Процитируйте, пожалуйста, отрывок из текста о ночи с бездомными в Майами, начиная со слов «Если во Флориде» и заканчивая словами «угол, где поспать.».

§ Текст документа
-----

Если во Флориде идет дождь, то он идет со всей дури. На перпендикулярных улицах даунтауна не пролетало ни одного автомобиля, зато реки воды летели горными водопадами, врезаясь в бетон и стеклопакет. Черные и белые, заросшие и вонючие, хомлессы жались ближе к стенкам, чтобы вода не затекала в одежду. Они были вырваны из разных концов Америки, а может, и мира, и стечением обстоятельств запихнуты под один козырек, который являлся их последней надеждой на спасение этой ночью. Я зашлепал к ним.
— Вотсап, белый! Ты новенький?
— Доброй ночи, dudes! Типа того, только приехал в Майами, у меня нет денег и жилья, а тут дождь. Ищу себе угол, где поспать.
— Да ты попал в нужную компанию, тут все такие. У нас места под козырьком заняты, но попробуй лечь напротив того ювелирного магазина. Здесь ночью спать безопасно, все свои, только в семь тебя пнет охранник, так что постарайся смотаться до утра.
Я сел на картонку из-под бананов и под шум капель заговорил с парнями про нелегкую судьбу. В «бомжи» ведут разные петлистые многополосные дороги, но из них — пара едва заметных заросших тропинок. Протесты обществу, приправленные гордыней, осознание себя вне стада, свобода, романтика, обязанности на отрицательном уровне — все это переполненными фурами поставляется в их жизнь, разгружается и ввозится вновь. В России бомжам принято нажираться в хламину и жаловаться на несправедливое прошлое преподавателя по матанализу или члена свидетелей Иеговы. Местные же, как и все люди в Штатах, укуривались травой, получали свои честные пособия в виде восьмисот баксов в месяц, обедали за углом у халявной раздачи и напрочь отказывались побираться где бы то ни было, кроме улицы.

-----

§ Записи набора данных
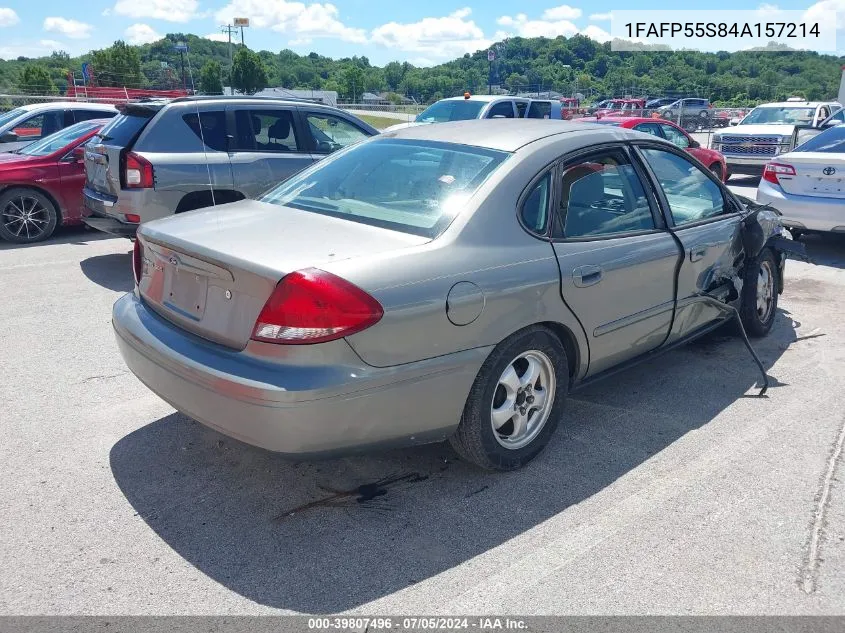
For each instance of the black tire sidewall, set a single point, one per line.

-----

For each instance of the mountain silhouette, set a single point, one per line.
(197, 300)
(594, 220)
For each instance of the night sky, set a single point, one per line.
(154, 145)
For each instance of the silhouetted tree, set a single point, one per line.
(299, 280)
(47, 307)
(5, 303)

-----

§ Ответ ниже
Если во Флориде идет дождь, то он идет со всей дури. На перпендикулярных улицах даунтауна не пролетало ни одного автомобиля, зато реки воды летели горными водопадами, врезаясь в бетон и стеклопакет. Черные и белые, заросшие и вонючие, хомлессы жались ближе к стенкам, чтобы вода не затекала в одежду. Они были вырваны из разных концов Америки, а может, и мира, и стечением обстоятельств запихнуты под один козырек, который являлся их последней надеждой на спасение этой ночью. Я зашлепал к ним.
— Вотсап, белый! Ты новенький?
— Доброй ночи, dudes! Типа того, только приехал в Майами, у меня нет денег и жилья, а тут дождь. Ищу себе угол, где поспать.